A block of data

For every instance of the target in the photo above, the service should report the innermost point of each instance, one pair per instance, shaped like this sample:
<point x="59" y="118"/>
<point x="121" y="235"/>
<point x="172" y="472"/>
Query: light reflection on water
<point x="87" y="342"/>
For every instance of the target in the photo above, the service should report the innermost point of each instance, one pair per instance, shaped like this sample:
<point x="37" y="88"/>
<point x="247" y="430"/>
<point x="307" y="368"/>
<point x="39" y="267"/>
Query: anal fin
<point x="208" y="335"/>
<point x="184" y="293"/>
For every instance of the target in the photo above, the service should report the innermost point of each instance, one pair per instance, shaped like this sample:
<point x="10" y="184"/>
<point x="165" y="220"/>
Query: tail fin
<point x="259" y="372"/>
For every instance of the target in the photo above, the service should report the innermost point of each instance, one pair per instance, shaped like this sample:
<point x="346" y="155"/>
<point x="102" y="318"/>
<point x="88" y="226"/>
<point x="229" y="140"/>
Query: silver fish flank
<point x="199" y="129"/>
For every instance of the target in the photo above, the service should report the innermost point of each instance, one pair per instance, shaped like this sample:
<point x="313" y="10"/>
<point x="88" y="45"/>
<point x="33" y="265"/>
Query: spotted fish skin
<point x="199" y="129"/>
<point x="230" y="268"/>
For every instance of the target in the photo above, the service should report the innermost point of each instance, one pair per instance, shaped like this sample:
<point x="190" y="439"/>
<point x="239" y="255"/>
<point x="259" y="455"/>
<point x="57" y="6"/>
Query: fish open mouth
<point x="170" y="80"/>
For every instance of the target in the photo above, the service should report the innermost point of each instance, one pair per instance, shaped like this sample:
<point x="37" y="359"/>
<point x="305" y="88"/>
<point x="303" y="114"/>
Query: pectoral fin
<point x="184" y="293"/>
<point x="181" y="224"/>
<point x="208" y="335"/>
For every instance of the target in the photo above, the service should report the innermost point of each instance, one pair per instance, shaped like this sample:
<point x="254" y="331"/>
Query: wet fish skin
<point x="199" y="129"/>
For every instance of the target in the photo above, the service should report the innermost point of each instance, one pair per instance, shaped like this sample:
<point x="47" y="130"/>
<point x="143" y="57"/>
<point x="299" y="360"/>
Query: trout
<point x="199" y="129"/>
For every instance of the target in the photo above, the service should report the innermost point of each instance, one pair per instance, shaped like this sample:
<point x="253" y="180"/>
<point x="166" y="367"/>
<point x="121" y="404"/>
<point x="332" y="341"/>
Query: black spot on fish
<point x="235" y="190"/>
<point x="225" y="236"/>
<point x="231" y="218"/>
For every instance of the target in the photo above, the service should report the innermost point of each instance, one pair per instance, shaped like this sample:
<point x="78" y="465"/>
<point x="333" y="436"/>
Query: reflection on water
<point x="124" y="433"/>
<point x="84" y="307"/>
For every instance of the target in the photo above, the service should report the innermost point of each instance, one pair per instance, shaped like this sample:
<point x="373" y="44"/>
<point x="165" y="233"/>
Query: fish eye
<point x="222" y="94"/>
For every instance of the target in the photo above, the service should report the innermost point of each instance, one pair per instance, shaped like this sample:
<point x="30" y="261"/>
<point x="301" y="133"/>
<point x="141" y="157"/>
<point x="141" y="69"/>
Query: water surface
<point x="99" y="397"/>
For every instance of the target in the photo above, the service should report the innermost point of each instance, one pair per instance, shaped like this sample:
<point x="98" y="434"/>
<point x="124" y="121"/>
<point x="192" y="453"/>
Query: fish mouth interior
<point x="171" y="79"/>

■ **Task directions**
Could you reproduce every record above exactly as it appears?

■ **Task solution**
For every instance of the target in the photo above, the service should report the innermost point of each instance, one pair per instance, shaped like this sample:
<point x="59" y="118"/>
<point x="121" y="235"/>
<point x="172" y="472"/>
Query: light reflection on water
<point x="87" y="342"/>
For every instance of the target in the photo above, the service should report the innermost point of each instance, one pair per instance, shaped like this sample:
<point x="37" y="88"/>
<point x="247" y="430"/>
<point x="307" y="368"/>
<point x="39" y="267"/>
Query: anal fin
<point x="208" y="335"/>
<point x="184" y="293"/>
For every instance of the target in the photo above, the service should report the innermost point of each instance, one pair per instance, shaped like this sample:
<point x="10" y="184"/>
<point x="165" y="220"/>
Query: tail fin
<point x="259" y="372"/>
For every instance of the target in the photo above, the service should report the innermost point of each instance, one pair per instance, shaped like this sample:
<point x="346" y="155"/>
<point x="102" y="318"/>
<point x="88" y="226"/>
<point x="229" y="140"/>
Query: silver fish flank
<point x="199" y="129"/>
For every instance of the target in the photo above, the service should report the innermost point of each instance, one pair per instance, shaped like this sample:
<point x="313" y="10"/>
<point x="88" y="45"/>
<point x="33" y="265"/>
Query: spotted fish skin
<point x="199" y="129"/>
<point x="230" y="268"/>
For every instance of the target in the photo above, the service should report the innermost point of each instance, one pair per instance, shaped like this sample:
<point x="190" y="439"/>
<point x="239" y="255"/>
<point x="259" y="455"/>
<point x="57" y="6"/>
Query: fish open mouth
<point x="170" y="80"/>
For every instance of the target in the photo above, the service should report the innermost point of each instance, one pair per instance, shaped like this sample:
<point x="37" y="359"/>
<point x="305" y="88"/>
<point x="303" y="114"/>
Query: pectoral fin
<point x="184" y="293"/>
<point x="181" y="224"/>
<point x="208" y="335"/>
For every instance of the target in the photo above, the service should report the innermost point of each instance, one pair per instance, shaped like this sample:
<point x="254" y="331"/>
Query: wet fish skin
<point x="199" y="129"/>
For every instance of the target in the photo above, the service should report the innermost point of each instance, one pair per instance, shaped like this sample:
<point x="47" y="130"/>
<point x="143" y="57"/>
<point x="299" y="360"/>
Query: trout
<point x="199" y="129"/>
For every instance of the target in the photo above, the service should report the innermost point of each instance, one pair per instance, shaped like this sample:
<point x="253" y="180"/>
<point x="166" y="367"/>
<point x="121" y="404"/>
<point x="332" y="341"/>
Query: black spot on fish
<point x="235" y="190"/>
<point x="225" y="236"/>
<point x="231" y="218"/>
For every instance of the target in the photo above, the service should report the innermost point of each instance, one pair per instance, shaped like this sample:
<point x="78" y="465"/>
<point x="333" y="436"/>
Query: reflection on water
<point x="124" y="433"/>
<point x="84" y="307"/>
For every instance of the target in the photo above, the service should report the innermost point of each instance, one pair per instance, shaped like this sample:
<point x="373" y="44"/>
<point x="165" y="233"/>
Query: fish eye
<point x="222" y="94"/>
For every instance of the target in the photo above, the service should report the innermost point of each instance, one pair per instance, shaped like this sample:
<point x="30" y="261"/>
<point x="301" y="133"/>
<point x="141" y="157"/>
<point x="141" y="69"/>
Query: water surface
<point x="99" y="397"/>
For every instance of the target in the photo above, the service should report the innermost point of each instance, one pair per instance, shaped like this sample:
<point x="98" y="434"/>
<point x="124" y="121"/>
<point x="192" y="453"/>
Query: fish mouth interior
<point x="171" y="79"/>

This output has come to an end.